───── Records for the exercise
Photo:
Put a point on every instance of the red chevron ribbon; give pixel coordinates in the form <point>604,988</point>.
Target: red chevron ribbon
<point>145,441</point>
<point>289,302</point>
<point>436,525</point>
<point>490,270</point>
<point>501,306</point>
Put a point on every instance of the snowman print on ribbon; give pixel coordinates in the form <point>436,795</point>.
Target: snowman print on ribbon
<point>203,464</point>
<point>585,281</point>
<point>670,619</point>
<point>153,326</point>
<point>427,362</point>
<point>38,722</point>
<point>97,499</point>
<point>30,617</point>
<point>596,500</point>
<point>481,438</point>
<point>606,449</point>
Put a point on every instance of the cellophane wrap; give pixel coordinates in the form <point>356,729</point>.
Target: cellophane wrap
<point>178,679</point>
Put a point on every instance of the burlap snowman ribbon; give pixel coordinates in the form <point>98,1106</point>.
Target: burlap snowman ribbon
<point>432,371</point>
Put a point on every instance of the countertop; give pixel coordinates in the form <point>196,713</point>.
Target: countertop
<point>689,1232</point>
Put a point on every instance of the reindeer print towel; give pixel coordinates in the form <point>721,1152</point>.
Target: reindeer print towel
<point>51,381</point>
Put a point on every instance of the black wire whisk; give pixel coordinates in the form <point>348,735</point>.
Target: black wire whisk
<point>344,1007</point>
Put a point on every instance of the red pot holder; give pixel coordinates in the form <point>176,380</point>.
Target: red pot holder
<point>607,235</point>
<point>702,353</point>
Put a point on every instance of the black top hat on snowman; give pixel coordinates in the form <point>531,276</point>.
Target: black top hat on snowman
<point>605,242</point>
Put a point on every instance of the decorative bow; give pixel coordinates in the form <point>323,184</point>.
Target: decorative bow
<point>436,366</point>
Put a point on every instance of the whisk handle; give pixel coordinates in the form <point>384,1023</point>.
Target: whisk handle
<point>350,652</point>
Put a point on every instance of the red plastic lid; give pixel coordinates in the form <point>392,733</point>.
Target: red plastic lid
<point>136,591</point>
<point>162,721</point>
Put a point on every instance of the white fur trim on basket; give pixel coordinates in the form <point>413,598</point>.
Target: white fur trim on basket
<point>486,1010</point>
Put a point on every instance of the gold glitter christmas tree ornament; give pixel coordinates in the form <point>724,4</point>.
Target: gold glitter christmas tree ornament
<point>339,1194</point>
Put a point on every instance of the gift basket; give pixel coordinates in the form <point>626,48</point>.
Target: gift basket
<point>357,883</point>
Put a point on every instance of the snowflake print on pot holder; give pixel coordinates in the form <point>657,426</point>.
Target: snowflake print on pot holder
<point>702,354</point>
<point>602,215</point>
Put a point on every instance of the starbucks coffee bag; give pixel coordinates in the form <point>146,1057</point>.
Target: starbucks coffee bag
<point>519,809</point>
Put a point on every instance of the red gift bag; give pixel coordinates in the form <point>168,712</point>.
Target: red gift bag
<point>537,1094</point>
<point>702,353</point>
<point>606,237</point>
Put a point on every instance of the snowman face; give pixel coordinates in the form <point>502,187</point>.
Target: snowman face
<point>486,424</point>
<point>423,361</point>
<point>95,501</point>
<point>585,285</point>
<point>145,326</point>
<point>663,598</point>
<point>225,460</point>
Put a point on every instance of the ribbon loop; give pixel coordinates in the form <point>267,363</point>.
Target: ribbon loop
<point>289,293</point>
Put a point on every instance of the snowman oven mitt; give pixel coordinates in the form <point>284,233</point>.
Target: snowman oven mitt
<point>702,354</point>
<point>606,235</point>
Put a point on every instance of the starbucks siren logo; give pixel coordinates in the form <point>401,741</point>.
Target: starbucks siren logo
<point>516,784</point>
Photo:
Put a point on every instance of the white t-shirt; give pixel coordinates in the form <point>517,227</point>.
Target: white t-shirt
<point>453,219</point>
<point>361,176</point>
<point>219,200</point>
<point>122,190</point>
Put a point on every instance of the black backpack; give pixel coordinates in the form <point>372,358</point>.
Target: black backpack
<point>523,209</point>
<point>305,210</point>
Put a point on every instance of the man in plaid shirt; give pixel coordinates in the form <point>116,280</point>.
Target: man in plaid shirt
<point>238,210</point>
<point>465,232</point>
──────────
• [Set problem]: Rewrite every line, starting at the line that contains "Put a point on every instance of the white fur" and ending at the line that contains "<point>519,809</point>", leaving none out. Raise each answer point coordinate by 127, but keep the sample coordinates that show the format unchanged.

• [Result below]:
Put a point on every instance of the white fur trim on basket; give pixel coordinates in the form <point>413,598</point>.
Target: white fur trim on basket
<point>613,1137</point>
Put a point on every instance of the gold glitter christmas tree ornament; give pixel coordinates in the form <point>724,4</point>.
Target: gold glitter christmas tree ornament
<point>466,1321</point>
Put a point on every instance of the gift basket; give pixel coordinates in the form <point>626,48</point>.
Target: gift basket
<point>484,1010</point>
Put a point on every instance of the snowflake print on pot holder; give pixel coordinates in the form <point>657,426</point>.
Target: snowflake print on pot holder
<point>829,481</point>
<point>729,342</point>
Put a point on every instance of the starbucks coffee bag; give pixel coordinates in the form <point>146,1057</point>.
Target: starbucks coffee bag
<point>646,936</point>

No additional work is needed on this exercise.